Rows from a box labeling dataset

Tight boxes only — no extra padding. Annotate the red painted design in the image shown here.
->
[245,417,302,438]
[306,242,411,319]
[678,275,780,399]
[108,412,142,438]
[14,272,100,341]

Your goal
Lay out each line of the listing above as a Markdown table with two columns, Row and Line. Number the rows in order and leave out any blank lines.

Complete output
| Row | Line |
|---|---|
| 1 | Tight boxes only — no extra padding. Annotate the red painted design in the image shown here. |
| 2 | -> |
| 3 | [245,417,302,438] |
| 4 | [306,242,411,319] |
| 5 | [678,275,780,399] |
| 6 | [108,412,142,438] |
| 7 | [14,272,100,341] |